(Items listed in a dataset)
—————
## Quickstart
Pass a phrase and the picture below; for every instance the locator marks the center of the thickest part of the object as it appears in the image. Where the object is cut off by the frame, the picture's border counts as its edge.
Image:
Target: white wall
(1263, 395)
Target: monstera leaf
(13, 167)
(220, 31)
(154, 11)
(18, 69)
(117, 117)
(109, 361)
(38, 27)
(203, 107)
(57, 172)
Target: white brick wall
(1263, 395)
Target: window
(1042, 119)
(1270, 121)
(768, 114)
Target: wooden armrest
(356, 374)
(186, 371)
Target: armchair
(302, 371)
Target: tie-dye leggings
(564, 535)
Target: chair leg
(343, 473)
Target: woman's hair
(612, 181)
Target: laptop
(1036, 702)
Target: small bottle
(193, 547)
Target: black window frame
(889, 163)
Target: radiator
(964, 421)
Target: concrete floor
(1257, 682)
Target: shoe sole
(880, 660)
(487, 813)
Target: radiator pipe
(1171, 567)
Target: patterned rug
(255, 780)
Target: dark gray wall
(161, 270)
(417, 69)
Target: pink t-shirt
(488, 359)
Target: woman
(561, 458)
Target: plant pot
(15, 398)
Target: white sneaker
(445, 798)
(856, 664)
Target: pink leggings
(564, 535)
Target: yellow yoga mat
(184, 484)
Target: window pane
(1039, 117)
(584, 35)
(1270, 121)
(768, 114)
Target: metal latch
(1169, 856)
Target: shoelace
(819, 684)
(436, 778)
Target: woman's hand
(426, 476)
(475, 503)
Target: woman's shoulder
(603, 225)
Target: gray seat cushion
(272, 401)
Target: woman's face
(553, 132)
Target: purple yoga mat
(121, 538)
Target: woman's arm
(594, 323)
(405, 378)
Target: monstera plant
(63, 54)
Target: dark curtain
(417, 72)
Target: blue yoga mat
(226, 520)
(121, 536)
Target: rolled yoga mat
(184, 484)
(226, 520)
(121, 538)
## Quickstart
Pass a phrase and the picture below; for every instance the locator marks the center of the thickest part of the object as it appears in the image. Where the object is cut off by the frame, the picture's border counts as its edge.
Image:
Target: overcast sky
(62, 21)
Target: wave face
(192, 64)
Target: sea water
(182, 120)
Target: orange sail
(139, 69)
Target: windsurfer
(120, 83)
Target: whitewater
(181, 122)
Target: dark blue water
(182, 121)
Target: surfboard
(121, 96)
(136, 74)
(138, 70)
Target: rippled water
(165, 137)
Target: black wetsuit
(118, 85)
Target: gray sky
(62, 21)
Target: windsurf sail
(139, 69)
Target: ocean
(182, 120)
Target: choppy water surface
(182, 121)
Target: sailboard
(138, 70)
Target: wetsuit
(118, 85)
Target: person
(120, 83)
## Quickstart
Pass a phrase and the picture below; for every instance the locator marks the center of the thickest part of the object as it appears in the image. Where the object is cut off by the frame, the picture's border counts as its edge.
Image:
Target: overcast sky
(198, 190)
—————
WHAT TO DO:
Retype the records in full. Keep every line identical to the original.

RESPONSE TO THIS EXERCISE:
## Quickstart
Pass a phrase and the picture below; for every instance the locator marks the center of the thickest part of the object as it appears in the image. Where the object is cut off by the frame, the picture's border counts as its edge.
Image:
Target: white wall
(1263, 395)
Target: monstera leaf
(13, 167)
(220, 31)
(154, 11)
(18, 69)
(117, 117)
(109, 361)
(38, 27)
(203, 107)
(57, 172)
Target: white brick wall
(1263, 395)
Target: window
(1042, 119)
(1270, 121)
(768, 114)
Target: wooden armrest
(356, 374)
(186, 371)
Target: armchair
(302, 371)
Target: tie-dye leggings
(564, 535)
Target: chair leg
(343, 473)
Target: woman's hair
(612, 181)
Target: laptop
(1036, 702)
Target: small bottle
(193, 547)
Target: black window frame
(889, 163)
Target: radiator
(964, 421)
Target: concrete floor
(1257, 682)
Target: shoe sole
(880, 660)
(487, 813)
Target: radiator pipe
(1171, 567)
Target: patterned rug
(255, 780)
Target: dark gray wall
(161, 270)
(417, 69)
Target: pink t-shirt
(488, 359)
Target: woman
(561, 458)
Target: plant pot
(15, 398)
Target: white sneaker
(445, 798)
(856, 664)
Target: pink leggings
(564, 535)
Target: yellow yoga mat
(184, 484)
Target: window pane
(1039, 117)
(584, 35)
(1270, 121)
(768, 114)
Target: metal latch
(1169, 856)
Target: shoelace
(819, 684)
(436, 778)
Target: woman's hand
(426, 476)
(475, 503)
Target: woman's shoulder
(603, 225)
Target: gray seat cushion
(272, 401)
Target: woman's face
(553, 132)
Target: purple yoga mat
(121, 538)
Target: woman's arm
(594, 323)
(405, 378)
Target: monstera plant
(63, 54)
Target: dark curtain
(417, 72)
Target: blue yoga mat
(226, 520)
(121, 536)
Target: rolled yoga mat
(184, 484)
(226, 520)
(121, 538)
## Quickstart
Pass a phrase and the picture below; for every instance the locator marks the center of the thickest part of the object as it appears in the image. Where the object is cut off by the frame, the picture's border counts as its edge.
Image:
Target: overcast sky
(62, 21)
Target: wave face
(192, 64)
Target: sea water
(182, 120)
Target: orange sail
(139, 69)
Target: windsurfer
(120, 83)
Target: whitewater
(181, 122)
Target: dark blue water
(182, 121)
Target: surfboard
(121, 96)
(136, 74)
(138, 70)
Target: rippled water
(165, 137)
Target: black wetsuit
(118, 85)
Target: gray sky
(62, 21)
Target: windsurf sail
(139, 69)
Target: ocean
(182, 120)
Target: choppy water surface
(182, 121)
Target: sailboard
(138, 70)
Target: wetsuit
(118, 85)
Target: person
(120, 83)
## Quickstart
Pass a phrase and the picture below; for every instance the locator marks the center of the thickest part of the object as it appears in the image. Where the object is cut off by the frame, the picture's border counts as its edge.
Image:
Target: overcast sky
(198, 190)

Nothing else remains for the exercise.